## Dataset excerpts
^^^^

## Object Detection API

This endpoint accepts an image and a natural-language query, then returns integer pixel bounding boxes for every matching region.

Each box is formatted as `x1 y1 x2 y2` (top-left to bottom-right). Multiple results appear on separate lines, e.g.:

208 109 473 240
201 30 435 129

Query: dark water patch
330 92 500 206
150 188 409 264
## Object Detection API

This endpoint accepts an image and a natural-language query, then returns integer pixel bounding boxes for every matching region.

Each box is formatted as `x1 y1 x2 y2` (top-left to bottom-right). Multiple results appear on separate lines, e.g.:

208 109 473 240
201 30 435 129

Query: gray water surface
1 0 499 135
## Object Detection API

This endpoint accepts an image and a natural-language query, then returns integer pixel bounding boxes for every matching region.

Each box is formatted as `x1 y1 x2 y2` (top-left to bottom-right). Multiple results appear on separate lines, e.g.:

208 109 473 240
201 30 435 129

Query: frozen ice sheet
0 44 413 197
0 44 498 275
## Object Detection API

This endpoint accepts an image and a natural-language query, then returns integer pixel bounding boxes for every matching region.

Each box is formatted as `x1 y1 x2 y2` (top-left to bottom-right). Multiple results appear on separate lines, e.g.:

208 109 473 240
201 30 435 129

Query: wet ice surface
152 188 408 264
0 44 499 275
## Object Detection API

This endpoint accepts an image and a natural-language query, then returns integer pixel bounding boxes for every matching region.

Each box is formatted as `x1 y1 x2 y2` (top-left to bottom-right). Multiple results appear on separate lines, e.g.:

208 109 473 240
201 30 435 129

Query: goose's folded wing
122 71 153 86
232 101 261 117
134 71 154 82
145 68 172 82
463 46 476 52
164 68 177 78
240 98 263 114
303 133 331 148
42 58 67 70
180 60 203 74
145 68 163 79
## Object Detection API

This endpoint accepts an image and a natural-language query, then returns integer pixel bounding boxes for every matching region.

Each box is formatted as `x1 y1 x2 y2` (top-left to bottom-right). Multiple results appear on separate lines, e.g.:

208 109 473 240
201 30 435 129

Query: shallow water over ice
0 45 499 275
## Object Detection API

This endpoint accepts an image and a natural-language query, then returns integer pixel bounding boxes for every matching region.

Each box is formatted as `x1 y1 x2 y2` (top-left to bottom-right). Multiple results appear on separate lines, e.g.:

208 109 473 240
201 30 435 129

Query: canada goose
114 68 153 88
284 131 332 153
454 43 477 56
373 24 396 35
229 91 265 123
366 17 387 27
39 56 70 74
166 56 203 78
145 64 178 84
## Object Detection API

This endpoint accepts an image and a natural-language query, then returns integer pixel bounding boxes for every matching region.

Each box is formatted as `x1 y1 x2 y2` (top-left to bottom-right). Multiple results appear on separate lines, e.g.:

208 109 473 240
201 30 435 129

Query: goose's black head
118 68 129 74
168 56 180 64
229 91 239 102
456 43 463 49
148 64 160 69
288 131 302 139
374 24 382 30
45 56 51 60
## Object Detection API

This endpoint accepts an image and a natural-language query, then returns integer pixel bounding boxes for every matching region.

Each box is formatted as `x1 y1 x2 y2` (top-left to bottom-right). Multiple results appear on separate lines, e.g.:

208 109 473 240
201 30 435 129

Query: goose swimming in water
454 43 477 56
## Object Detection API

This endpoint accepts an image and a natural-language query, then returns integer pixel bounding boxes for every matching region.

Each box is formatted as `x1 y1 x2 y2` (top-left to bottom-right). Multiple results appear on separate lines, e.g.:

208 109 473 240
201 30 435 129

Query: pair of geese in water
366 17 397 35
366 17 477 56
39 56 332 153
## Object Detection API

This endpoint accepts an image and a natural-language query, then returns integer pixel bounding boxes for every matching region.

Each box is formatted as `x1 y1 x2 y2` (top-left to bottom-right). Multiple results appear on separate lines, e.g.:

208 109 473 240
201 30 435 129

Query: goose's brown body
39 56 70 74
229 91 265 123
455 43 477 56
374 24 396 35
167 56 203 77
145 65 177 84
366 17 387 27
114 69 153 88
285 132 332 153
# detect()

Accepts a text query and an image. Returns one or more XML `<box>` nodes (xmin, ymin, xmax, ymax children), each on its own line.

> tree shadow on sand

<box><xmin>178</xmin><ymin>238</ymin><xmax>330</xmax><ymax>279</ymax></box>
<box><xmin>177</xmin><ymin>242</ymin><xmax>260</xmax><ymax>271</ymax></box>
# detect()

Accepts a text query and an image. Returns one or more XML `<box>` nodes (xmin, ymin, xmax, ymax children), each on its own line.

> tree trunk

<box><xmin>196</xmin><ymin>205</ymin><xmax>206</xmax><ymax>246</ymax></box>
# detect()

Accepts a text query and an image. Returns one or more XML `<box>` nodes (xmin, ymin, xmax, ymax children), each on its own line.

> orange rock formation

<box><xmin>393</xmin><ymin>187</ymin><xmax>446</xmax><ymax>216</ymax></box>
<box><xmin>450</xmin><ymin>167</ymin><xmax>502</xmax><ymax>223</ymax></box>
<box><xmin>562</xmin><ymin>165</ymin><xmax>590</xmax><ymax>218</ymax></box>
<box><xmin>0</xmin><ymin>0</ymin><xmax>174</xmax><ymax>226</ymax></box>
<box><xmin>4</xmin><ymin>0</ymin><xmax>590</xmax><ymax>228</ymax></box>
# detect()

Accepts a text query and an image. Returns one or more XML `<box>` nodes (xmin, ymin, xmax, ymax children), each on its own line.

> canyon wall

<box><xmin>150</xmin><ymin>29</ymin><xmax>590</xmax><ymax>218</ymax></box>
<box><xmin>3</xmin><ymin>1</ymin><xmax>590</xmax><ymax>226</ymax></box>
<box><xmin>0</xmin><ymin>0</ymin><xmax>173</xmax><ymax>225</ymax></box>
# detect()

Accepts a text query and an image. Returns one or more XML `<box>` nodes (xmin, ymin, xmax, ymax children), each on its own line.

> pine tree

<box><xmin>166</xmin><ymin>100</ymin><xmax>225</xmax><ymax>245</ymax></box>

^^^^

## Exercise directions
The complete set of entries above must be reproduced verbatim.

## Task answer
## Object Detection API

This endpoint accepts an image and a natural-language query, then returns integer pixel bounding boxes for every matching region.

Each box is formatted as `x1 y1 x2 y2` (top-left to bottom-right). Multiple results appear on separate lines, e.g.:

208 109 473 240
201 30 435 129

Query: dark water patch
330 92 500 206
150 188 409 264
## Object Detection API

This endpoint accepts an image and a natural-language query, then returns integer pixel bounding boxes for every matching region.

Each box is formatted as `x1 y1 x2 y2` (top-left to bottom-right). Multiple results appear on separate lines, e.g.:

208 109 473 240
201 30 435 129

Query: gray water surface
1 0 499 135
## Object Detection API

This endpoint accepts an image and a natural-language query, then returns integer pixel bounding boxes for every matching region.

Each box is formatted as `x1 y1 x2 y2` (top-left to bottom-right). Multiple results appear on separate lines, e.g.:

208 109 473 240
201 30 435 129

Query: frozen ice sheet
0 44 413 197
0 44 498 275
## Object Detection API

This endpoint accepts an image and a natural-language query, then returns integer pixel bounding boxes for every matching region.

Each box is formatted as `x1 y1 x2 y2` (top-left to bottom-right). Multiple results appear on separate lines, e.g.:

208 109 473 240
201 30 435 129

Query: wet ice surface
152 188 408 264
0 44 499 275
## Object Detection API

This endpoint accepts an image and a natural-language query, then returns integer pixel bounding boxes for every matching region.

Each box is formatted as `x1 y1 x2 y2` (top-left to bottom-right). Multiple results appear on separate lines, e.g.:

208 109 473 240
201 30 435 129

Query: goose's folded wing
122 71 153 86
232 101 261 117
134 71 154 82
145 68 172 82
463 46 476 52
164 68 177 78
240 98 263 114
303 133 331 148
42 58 67 70
180 60 203 74
145 68 163 79
## Object Detection API

This endpoint accepts an image and a natural-language query, then returns integer pixel bounding boxes for every matching region.

Each box is formatted as `x1 y1 x2 y2` (top-left to bottom-right). Multiple results appear on separate lines, e.g.:

208 109 473 240
201 30 435 129

Query: shallow water over ice
0 45 499 275
## Object Detection API

This endpoint accepts an image and a natural-language query, then returns integer pixel bounding boxes for every matching region.

Each box is formatted as `x1 y1 x2 y2` (top-left to bottom-right). Multiple results appear on separate lines, e.g.:

208 109 473 240
201 30 435 129

Query: canada goose
114 68 153 88
284 131 332 153
454 43 477 56
373 24 396 35
229 91 265 123
366 17 387 27
39 56 70 74
166 56 203 78
145 64 178 84
## Object Detection API

This endpoint accepts an image and a natural-language query, then returns integer pixel bounding boxes for every matching region.

Each box is formatted as `x1 y1 x2 y2` (top-left to bottom-right). Multiple results appear on separate lines, e.g.:

208 109 473 240
201 30 435 129

Query: goose's black head
118 68 129 74
168 56 180 64
229 91 239 102
456 43 463 49
148 64 160 69
288 131 302 139
374 24 382 30
45 56 51 60
## Object Detection API

This endpoint accepts an image and a natural-language query, then returns integer pixel bounding boxes for every matching region.

Each box is formatted as `x1 y1 x2 y2` (top-left to bottom-right). Multiple results appear on separate lines, e.g.:

208 109 473 240
201 30 435 129

Query: goose swimming in water
454 43 477 56
## Object Detection API

This endpoint accepts an image and a natural-language query, then returns integer pixel bounding boxes for every matching region.

Each box is formatted as `x1 y1 x2 y2` (top-left to bottom-right). Multiple results appear on separate lines, e.g.:

208 109 473 240
201 30 435 129

Query: pair of geese in water
366 17 397 35
366 17 477 56
39 56 332 153
## Object Detection API

This endpoint accepts an image and a natural-language query, then returns integer pixel bounding boxes for every matching region.

Each box is formatted as `x1 y1 x2 y2` (top-left to bottom-right). Multiple results appear on separate lines, e.g.:

208 109 473 240
201 30 435 129

Query: goose's brown body
39 56 70 74
229 91 265 123
455 43 477 56
374 24 396 35
167 56 203 77
145 65 177 84
366 17 387 27
114 69 153 88
285 132 332 153
# detect()

Accepts a text query and an image. Returns one or more XML `<box>` nodes (xmin, ymin, xmax, ymax children), each on its own line.

> tree shadow on sand

<box><xmin>178</xmin><ymin>238</ymin><xmax>330</xmax><ymax>279</ymax></box>
<box><xmin>177</xmin><ymin>242</ymin><xmax>260</xmax><ymax>271</ymax></box>
# detect()

Accepts a text query and an image. Returns one or more XML `<box>` nodes (xmin, ymin, xmax, ymax children), each on its own line.

> tree trunk

<box><xmin>196</xmin><ymin>205</ymin><xmax>206</xmax><ymax>246</ymax></box>
# detect()

Accepts a text query and an image. Returns one or more XML `<box>` nodes (xmin, ymin, xmax, ymax children), each on its own line.

> orange rock formation

<box><xmin>393</xmin><ymin>187</ymin><xmax>446</xmax><ymax>216</ymax></box>
<box><xmin>450</xmin><ymin>167</ymin><xmax>502</xmax><ymax>223</ymax></box>
<box><xmin>562</xmin><ymin>165</ymin><xmax>590</xmax><ymax>218</ymax></box>
<box><xmin>0</xmin><ymin>0</ymin><xmax>174</xmax><ymax>226</ymax></box>
<box><xmin>4</xmin><ymin>0</ymin><xmax>590</xmax><ymax>228</ymax></box>
# detect()

Accepts a text query and an image. Returns one or more XML `<box>` nodes (xmin, ymin, xmax, ymax children), each on its own line.

> canyon wall

<box><xmin>150</xmin><ymin>29</ymin><xmax>590</xmax><ymax>218</ymax></box>
<box><xmin>3</xmin><ymin>1</ymin><xmax>590</xmax><ymax>226</ymax></box>
<box><xmin>0</xmin><ymin>0</ymin><xmax>173</xmax><ymax>225</ymax></box>
# detect()

Accepts a text query and an image. Returns one or more XML `<box>` nodes (xmin, ymin, xmax, ymax children), each on its own line.

> pine tree

<box><xmin>166</xmin><ymin>100</ymin><xmax>225</xmax><ymax>245</ymax></box>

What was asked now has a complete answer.